++++ SOURCE EXCERPT
In [10]:
import requests, re
from bs4 import BeautifulSoup
from bs4.element import NavigableString
import pandas as pd

In [11]:
class HtmlEncoder():
    def __init__(self, url):
        self.url = url
        self.soup = self.get_soup()
        self.__df = None
            
    def get_soup(self):
        res = self.__read_html()
        soup = BeautifulSoup(res.text)
        soup = self.__pre_cleaning(soup)
        return soup
    
    def __pre_cleaning(self, soup):
        for script in soup(["script", "footer", "nav", "head"]):  # remove all javascript code
            script.decompose()
        return soup
        
    def __read_html(self):
        return requests.get(self.url)
        
    def __clean_text(self, text):
        if not text:
            return ''
        text = text.lower()
        text = text.encode('ascii', errors='ignore').decode("utf-8")
++++++++
* WRITTEN TASK 1
Reproduce the HtmlEncoder code, starting with "soup = BeautifulSoup(res.text)" and going on through "return requests.get(self.url)".
* WRITTEN TASK 2
Do these statements agree with the HtmlEncoder code? Answer yes or no for each, quoting the deciding words. (a) The pre-cleaning step removes footer elements. (b) The __read_html method fetches the page with requests.post. (c) The __clean_text method returns an empty string when it receives no text.
* WRITTEN TASK 3
Extend the HtmlEncoder code from its last line onward.
The data that comes after the HtmlEncoder code is separate material.
++++ RECORD LIST
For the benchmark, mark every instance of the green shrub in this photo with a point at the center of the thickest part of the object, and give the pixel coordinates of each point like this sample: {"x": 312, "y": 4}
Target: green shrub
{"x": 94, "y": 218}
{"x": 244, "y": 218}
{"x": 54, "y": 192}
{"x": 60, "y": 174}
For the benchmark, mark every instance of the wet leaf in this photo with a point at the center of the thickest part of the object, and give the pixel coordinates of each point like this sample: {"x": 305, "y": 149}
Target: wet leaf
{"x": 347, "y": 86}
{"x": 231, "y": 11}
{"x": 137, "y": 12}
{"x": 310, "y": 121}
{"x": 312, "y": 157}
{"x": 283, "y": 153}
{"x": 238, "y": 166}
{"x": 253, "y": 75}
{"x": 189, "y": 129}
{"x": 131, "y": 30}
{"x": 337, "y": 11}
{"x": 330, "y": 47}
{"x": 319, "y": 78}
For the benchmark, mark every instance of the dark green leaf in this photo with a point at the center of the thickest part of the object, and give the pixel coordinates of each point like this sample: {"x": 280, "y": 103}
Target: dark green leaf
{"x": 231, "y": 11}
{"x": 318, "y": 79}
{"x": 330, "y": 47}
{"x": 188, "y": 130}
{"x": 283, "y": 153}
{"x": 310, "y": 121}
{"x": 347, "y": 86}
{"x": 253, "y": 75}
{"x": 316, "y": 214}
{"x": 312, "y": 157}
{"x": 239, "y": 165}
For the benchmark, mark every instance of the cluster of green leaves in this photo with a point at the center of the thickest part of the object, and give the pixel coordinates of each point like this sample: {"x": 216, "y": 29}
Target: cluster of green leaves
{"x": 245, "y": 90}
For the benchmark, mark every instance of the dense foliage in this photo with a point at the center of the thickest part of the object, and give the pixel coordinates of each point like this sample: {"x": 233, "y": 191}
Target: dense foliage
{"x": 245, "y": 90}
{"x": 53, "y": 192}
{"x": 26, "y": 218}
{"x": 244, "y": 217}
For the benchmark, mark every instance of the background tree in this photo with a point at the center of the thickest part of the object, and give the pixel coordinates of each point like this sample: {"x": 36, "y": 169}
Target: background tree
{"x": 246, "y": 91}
++++++++
++++ RECORD LIST
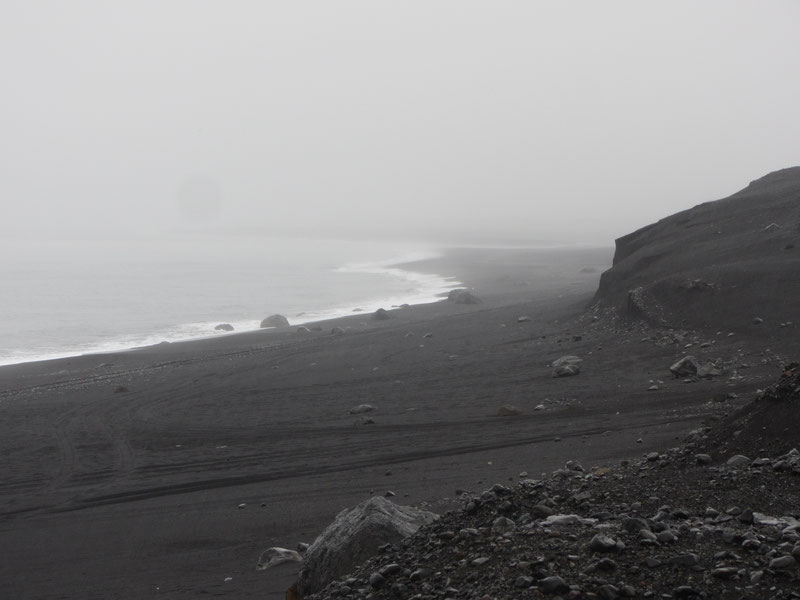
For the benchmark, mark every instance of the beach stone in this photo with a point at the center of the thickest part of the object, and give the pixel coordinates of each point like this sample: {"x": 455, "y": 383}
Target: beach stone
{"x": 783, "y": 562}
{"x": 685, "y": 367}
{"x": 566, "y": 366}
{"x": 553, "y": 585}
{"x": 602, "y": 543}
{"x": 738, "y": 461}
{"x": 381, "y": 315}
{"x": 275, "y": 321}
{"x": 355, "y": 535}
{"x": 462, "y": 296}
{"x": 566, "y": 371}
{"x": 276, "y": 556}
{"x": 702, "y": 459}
++++++++
* REPLY 1
soup = BeautifulSoup(res.text)
        soup = self.__pre_cleaning(soup)
        return soup
    
    def __pre_cleaning(self, soup):
        for script in soup(["script", "footer", "nav", "head"]):  # remove all javascript code
            script.decompose()
        return soup
        
    def __read_html(self):
        return requests.get(self.url)

* REPLY 2
(a) Yes: "for script in soup(["script", "footer", "nav", "head"]):"
(b) No: "return requests.get(self.url)"
(c) Yes: "if not text:" followed by "return ''"

* REPLY 3
        text = text.replace('\n', '')
        text = text.replace('\r', '')
        text = text.replace('\t', '')
        text = text.replace(' ','')
        return text
    
    def __get_tag_depth(self, tag):
        count = 0
        while tag and tag.name != 'body':
            count += len([t for t in tag.previous_siblings if (type(t) != NavigableString and t.name!=None)])
            tag = tag.parent
        return count

    def __get_siblings(self, tag):
        prev_siblings = [t.name for t in tag.previous_siblings if (type(t) != NavigableString and t.name!=None)]
        next_siblings = [t.name for t in tag.next_siblings if  (type(t) != NavigableString and t.name!=None)]
        return prev_siblings, next_siblings

    def __get_total_ancestors(self, tag):
        level = 0
        while tag and tag.name != 'html':
            tag = tag.parent
            level += 1
        return level

    def __get_core_tag_attr(self, tag):
        tag_name = tag.name
        parent_tag_name = None
        if tag.parent:
            parent_tag_name = tag.parent.name
        ancestors_count = self.__get_total_ancestors(tag)
        tag_depth = self.__get_tag_depth(tag)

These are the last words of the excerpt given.